[Excerpts of pointing data]

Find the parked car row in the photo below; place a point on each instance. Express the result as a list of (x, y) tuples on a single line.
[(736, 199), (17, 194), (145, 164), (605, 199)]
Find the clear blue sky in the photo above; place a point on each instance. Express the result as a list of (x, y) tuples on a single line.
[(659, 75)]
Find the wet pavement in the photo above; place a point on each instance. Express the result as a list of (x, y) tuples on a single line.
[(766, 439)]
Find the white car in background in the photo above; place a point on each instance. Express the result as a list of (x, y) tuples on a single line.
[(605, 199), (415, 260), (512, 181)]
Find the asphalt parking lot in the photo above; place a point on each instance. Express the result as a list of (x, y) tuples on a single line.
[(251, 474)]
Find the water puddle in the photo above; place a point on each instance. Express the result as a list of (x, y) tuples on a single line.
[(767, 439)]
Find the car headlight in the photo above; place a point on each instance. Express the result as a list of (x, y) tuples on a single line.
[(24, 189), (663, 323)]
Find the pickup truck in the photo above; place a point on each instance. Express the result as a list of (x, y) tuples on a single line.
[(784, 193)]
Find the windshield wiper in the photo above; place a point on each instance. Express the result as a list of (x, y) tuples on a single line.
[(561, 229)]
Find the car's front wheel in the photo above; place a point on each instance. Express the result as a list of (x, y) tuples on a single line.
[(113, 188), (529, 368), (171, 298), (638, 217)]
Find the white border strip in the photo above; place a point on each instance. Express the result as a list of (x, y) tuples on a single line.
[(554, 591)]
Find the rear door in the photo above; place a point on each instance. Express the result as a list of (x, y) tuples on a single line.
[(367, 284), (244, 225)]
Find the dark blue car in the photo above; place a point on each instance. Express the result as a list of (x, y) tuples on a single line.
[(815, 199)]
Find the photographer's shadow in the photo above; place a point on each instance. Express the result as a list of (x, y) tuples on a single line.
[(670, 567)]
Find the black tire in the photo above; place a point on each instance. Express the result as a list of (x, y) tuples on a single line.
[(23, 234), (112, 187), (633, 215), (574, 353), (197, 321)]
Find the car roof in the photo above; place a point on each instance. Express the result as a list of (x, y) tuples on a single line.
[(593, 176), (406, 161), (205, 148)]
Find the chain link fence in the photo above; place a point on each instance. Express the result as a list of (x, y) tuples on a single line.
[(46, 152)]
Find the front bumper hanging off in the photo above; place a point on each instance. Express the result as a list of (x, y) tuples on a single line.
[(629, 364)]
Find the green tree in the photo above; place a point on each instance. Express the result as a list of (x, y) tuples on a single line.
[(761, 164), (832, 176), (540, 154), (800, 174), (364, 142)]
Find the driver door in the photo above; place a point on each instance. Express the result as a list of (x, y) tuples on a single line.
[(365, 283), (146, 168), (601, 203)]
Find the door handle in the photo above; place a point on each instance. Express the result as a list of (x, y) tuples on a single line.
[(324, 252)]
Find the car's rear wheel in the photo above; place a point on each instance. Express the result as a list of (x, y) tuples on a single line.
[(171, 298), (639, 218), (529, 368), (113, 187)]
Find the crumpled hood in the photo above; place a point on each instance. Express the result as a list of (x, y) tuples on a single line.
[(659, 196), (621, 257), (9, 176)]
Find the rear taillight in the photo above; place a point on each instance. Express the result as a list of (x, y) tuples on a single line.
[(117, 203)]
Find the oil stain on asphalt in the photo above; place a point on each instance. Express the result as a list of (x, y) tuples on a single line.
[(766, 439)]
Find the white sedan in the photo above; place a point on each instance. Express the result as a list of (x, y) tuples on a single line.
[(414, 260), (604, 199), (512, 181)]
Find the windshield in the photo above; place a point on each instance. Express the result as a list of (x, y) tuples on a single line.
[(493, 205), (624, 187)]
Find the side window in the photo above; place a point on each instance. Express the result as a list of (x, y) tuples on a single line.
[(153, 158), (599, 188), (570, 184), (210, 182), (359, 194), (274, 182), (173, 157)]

* _Exercise requirements_
Express all of these entries as a two-column CSV with the columns "input" and "output," one row per entry. Put each entry's text and its answer in their own quoted fields, with any line breaks replaced by spaces.

* _Solution to this exercise_
input,output
"Find the parked car row in the photo below; place a point on each instance. Express the result as a list of (x, y) tuples on a single line.","[(736, 199), (17, 194), (145, 164), (605, 199)]"
"Find the clear blue sky in the photo above; place a point on each instance. Express the result as a list of (x, y) tuples on a single line.","[(659, 75)]"
"Find the wet pavement in the photo above; place a point on each instance. Express the result as a list of (x, y) tuples on a single line.","[(766, 439)]"
"Find the white car in background in the photo above; place a point on each instance. Express the result as a list of (x, y) tuples on a single line.","[(605, 199), (415, 260), (512, 181)]"
"Find the asphalt parking lot in the photo above; place a point on each instance. Express the result as a list of (x, y) tuples on a single line.","[(251, 474)]"
"Find the water puddle in the photo above; place a point on each instance. Express the result as a list of (x, y) tuples on a single line.","[(767, 439)]"
"Find the car headlight in the photo above; place a point on each instance. Express the result as a list of (x, y) tuples on a single line.","[(24, 189), (663, 323)]"
"Find the pickup truck in the photo above; place a point on each instance. Express the result as a list of (x, y) tuples on a single line.","[(784, 193)]"
"Find the windshield wiper in the photo above; place a point on each instance. Express the result as a list of (x, y) tuples on a single line.","[(561, 229)]"
"Find the car's front wheel in the photo above; place a point on each instance. Express the result as a list of (x, y) tuples on a single line.","[(113, 188), (529, 368), (171, 298), (638, 217)]"
"Find the white border strip in the photo above; place a point on each instance. Express the result as a list of (x, y) tuples on a single line.","[(554, 591)]"
"Find the rear door in the photo above; place a point on each instance. Express the result as a list of (x, y) tuples on a single line.","[(367, 284), (244, 225)]"
"Find the dark blue car in the photo above; place a point on each instance. Express the result as a list of (x, y) tuples on a single line.","[(815, 199)]"
"Find the photographer's shadow in the photo above; place a point on each instance. Express the result as a list of (x, y) tuples on a single line.","[(670, 567)]"
"Find the black tire in the photo above; place a point on each instance. Express the result as a list of (x, y) tuples on a single line.","[(23, 234), (112, 187), (633, 215), (574, 353), (197, 321)]"
"Find the car roof in the photo above; place a point on each instance. Express the result as a list of (x, y) tuples on a single line.","[(593, 176), (406, 161), (205, 148)]"
"Find the chain link fence in the photo above; place a point on each instance. Express the result as a list of (x, y) tuples on a single line.","[(46, 152)]"
"Find the front bumper hanging off in the photo above; place a point on each instance. Express the result as a list of (x, y) tuples on a single line.","[(629, 364)]"
"Find the green tree in the photo above; place a point on each instance. Express the result as a list of (x, y) tuples on a single line.","[(761, 164), (832, 176), (540, 154), (800, 174), (364, 142)]"
"Find the driver door in the photo above; place a point on each instance. Express the result as a list of (x, y) tuples on a single line.","[(365, 283), (146, 168), (601, 203)]"
"Find the door handle in the photo above; place a point on each instance. Express the result as a list of (x, y) tuples on a single line.","[(324, 252)]"
"Find the car's rear wheel in the photo above; place a point on each instance. Express the result as a list of (x, y) tuples on a single line.","[(171, 298), (639, 218), (529, 368), (113, 187)]"
"Find the crumpled hood in the photo above; place a point on each instance. Express the result as a list of (x, y) tuples on a single line.","[(659, 196), (621, 257), (9, 176)]"
"Find the rear taillight in the photo above; place a point on each instance. Express the result as a list of (x, y) tuples on a single line.","[(117, 203)]"
"Find the oil stain on asphalt in the photo above; place a point on each instance. Express the result as a list of (x, y) tuples on a single line.","[(766, 439)]"
"Find the white sedan in the photo above; place a point on each instance. Express the result as a list of (x, y) tuples on a single line.","[(414, 260), (604, 199), (512, 181)]"
"Find the windshield in the photo above; place a point on each instance. Express the result as a list of (x, y) tuples on a single line.","[(493, 205), (624, 187)]"
"Find the side window in the photo above; place a point on each instance. Express the result as a list of (x, y) tuples on a single line.","[(153, 158), (599, 188), (570, 184), (210, 182), (359, 194), (274, 182), (173, 157)]"